Set task:
Gather every line of the material below that contains the string "niche", matching case exactly.

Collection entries

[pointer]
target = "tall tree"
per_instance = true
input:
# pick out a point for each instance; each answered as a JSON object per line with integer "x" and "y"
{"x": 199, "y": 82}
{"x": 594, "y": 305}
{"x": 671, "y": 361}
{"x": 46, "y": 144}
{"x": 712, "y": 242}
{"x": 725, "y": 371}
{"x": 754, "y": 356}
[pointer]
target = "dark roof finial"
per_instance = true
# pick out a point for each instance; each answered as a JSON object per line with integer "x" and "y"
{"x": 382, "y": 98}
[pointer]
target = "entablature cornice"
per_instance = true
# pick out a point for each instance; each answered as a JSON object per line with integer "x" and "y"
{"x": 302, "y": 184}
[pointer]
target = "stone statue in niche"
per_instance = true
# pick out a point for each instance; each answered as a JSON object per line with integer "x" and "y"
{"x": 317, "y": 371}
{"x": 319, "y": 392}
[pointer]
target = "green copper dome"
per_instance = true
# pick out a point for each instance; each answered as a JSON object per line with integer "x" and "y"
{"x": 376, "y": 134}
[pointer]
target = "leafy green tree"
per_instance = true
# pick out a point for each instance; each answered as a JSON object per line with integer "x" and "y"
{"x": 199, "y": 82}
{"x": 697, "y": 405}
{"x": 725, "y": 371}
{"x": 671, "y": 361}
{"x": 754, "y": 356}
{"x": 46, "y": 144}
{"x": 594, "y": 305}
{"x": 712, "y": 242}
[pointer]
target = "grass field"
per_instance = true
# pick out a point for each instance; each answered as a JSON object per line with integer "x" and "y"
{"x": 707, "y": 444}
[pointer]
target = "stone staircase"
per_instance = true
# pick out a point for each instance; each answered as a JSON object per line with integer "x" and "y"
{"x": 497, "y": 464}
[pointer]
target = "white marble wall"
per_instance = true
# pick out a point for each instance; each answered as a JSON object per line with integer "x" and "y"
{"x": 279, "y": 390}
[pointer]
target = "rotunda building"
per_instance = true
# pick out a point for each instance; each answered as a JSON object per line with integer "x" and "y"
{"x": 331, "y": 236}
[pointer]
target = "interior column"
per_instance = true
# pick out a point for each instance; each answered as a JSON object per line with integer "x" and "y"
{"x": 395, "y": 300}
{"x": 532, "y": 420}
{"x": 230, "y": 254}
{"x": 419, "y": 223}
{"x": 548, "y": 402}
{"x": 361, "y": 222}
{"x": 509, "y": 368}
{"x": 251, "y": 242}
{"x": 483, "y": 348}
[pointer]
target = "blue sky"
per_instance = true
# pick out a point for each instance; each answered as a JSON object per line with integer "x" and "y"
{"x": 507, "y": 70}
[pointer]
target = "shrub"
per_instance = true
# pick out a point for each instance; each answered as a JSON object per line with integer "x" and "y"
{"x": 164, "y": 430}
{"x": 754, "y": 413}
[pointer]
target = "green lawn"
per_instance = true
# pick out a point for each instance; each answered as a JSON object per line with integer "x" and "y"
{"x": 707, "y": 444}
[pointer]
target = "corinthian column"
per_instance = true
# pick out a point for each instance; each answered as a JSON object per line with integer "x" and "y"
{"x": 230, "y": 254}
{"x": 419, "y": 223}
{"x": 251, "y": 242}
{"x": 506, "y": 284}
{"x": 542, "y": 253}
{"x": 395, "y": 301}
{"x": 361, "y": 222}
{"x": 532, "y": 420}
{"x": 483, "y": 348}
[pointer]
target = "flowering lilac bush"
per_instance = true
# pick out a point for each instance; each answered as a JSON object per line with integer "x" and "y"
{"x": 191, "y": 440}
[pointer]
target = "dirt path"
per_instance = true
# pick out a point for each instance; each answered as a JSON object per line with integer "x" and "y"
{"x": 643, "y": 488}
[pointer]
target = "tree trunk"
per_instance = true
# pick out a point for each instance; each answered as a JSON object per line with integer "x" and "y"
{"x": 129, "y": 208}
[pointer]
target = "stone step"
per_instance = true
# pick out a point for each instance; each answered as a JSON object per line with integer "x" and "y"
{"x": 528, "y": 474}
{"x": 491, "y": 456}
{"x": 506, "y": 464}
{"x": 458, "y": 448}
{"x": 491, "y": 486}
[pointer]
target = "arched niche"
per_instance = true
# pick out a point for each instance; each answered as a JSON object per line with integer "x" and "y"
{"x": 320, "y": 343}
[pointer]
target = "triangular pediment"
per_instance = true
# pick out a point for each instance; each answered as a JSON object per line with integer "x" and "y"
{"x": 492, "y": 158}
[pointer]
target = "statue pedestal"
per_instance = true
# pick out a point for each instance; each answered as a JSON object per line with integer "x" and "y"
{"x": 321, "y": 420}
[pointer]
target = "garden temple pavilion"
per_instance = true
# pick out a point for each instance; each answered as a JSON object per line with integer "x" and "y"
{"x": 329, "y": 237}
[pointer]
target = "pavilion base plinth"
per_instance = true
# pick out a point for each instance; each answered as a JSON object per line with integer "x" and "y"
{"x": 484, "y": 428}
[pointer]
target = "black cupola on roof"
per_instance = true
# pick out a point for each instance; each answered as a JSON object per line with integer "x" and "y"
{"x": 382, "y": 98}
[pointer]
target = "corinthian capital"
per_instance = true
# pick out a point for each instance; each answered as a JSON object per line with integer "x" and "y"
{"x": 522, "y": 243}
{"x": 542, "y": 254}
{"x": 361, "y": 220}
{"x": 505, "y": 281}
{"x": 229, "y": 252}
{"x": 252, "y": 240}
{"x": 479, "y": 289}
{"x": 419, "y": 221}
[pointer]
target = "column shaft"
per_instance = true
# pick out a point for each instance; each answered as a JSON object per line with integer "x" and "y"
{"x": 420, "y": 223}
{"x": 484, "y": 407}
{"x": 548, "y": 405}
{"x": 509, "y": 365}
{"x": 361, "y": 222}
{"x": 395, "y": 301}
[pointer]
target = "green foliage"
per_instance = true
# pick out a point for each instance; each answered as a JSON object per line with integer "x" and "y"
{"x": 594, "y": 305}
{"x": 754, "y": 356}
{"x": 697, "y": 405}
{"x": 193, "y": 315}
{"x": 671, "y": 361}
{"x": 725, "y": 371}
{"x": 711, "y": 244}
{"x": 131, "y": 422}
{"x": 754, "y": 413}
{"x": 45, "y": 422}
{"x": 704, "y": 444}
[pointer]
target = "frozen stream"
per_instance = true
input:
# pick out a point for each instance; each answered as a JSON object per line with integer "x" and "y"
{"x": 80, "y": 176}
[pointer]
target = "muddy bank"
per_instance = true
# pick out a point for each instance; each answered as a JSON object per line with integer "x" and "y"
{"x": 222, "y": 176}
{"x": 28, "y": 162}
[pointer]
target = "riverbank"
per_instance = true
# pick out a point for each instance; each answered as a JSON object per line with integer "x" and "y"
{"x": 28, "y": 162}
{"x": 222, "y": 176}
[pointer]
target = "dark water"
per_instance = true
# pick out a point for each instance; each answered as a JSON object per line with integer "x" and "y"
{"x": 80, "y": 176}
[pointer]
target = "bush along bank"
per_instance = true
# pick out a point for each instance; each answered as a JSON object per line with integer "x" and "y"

Final answer:
target = "stone statue in niche"
target = "arched niche"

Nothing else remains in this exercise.